Page extract.

::::::

PROJECT SUMMARY
In response to the NIH U54 Faculty Institutional Recruitment for Sustainable Transformation (FIRST) Program
(RFA-RM-20-022), Drexel University proposes to establish a robust, transformative and sustainable
program to support diverse early career scientists engaged in health disparities research spanning
population science to intervention research. This proposal, a collaboration across Drexel University led by
Drexel’s Dornsife School of Public Health and College of Nursing and Health Professions, leverages our
nationally and internationally recognized NIH and other extramurally supported research, our community-based
clinical practices serving diverse, underserved communities, and our shared core values of social justice and
health equity guiding our pedagogy, research and hiring practices. Our proposal also strongly reflects Drexel
University’s unwavering commitment and newly instituted strategic goals to promote inclusive excellence and
ensure diversity, equity, retention, and promotion across for diverse faculty across their career pathways.

::::::

Data section.
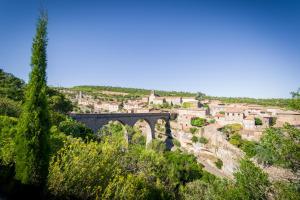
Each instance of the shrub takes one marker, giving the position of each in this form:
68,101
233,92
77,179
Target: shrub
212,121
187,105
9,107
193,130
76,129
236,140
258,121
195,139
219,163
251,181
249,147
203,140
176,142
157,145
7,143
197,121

::::::

Your tasks.
(1) Rewrite the project summary's paragraph beginning "In response to the NIH U54" in a shorter form that keeps its main facts.
(2) Proceed with the project summary, starting after its last sentence.
The material that comes after the project summary is separate from it.

Results.
(1)
Responding to the NIH U54 FIRST Program (RFA-RM-20-022), Drexel University proposes a robust, transformative and sustainable program. It would support diverse early career scientists doing health disparities research, from population science to intervention research. The university-wide effort is led by the Dornsife School of Public Health and the College of Nursing and Health Professions. It builds on three things:
- Drexel's recognized NIH and other extramural research
- its community-based clinical practices serving diverse, underserved communities
- its shared values of social justice and health equity

It also reflects Drexel's commitment and new strategic goals for inclusive excellence and for the diversity, equity, retention and promotion of diverse faculty throughout their careers.

(2)
Our proposed program will create a collaborative structure involving multi-level inputs from University leaders,
academic units and faculty to catalyze sustainable institutional change that supports scientific and inclusive
excellence in the conduct of health disparities research. With support from the FIRST program, we will hire
and mentor a diverse (gender, race, ethnicity) group of 10 early-stage faculty in three clusters who are
competitive for tenure-track research positions with joint or secondary appointments across relevant
departments, programs, or colleges, Using evidence-based, multi-level mentorship strategies at the individual,
department, college and university levels, we will form a scientifically rigorous and supportive learning
community in which FIRST faculty will engage in individual and group activities leading to submissions of
competitive NIH R01 research proposals. FIRST faculty will be hired who are committed to diversity and whose
research addresses one of 3 pillars of health disparities research: detecting (defining/measuring health
disparities), understanding (identifying determinants of disparities), and/or reducing (intervene, evaluate,
translate, scale, policy) health inequities in cross-cutting thematic areas (aging, chronic disease, and/or
environmental determinants). Developing and supporting a cadre of diverse researchers has been identified as
an evidence-based strategy for advancing new methodologies, measures, and novel multi-level/multi-modal
interventions that address inequities and improve individual and population health outcomes. We will deploy a
multi-level and multi-methods evaluative approach guided by critical and intersectionality theories to evaluate
nuanced experiences of bias and structural discriminatory practices as well as program successes at the
individual, department, mentor, college and University levels of achieving inclusive excellence. Our FIRST
Program is co-led by nationally/internationally recognized leaders in population health, intervention science,
mentorship of racially/ethnically diverse faculty and evaluation of programs seeking inclusivity.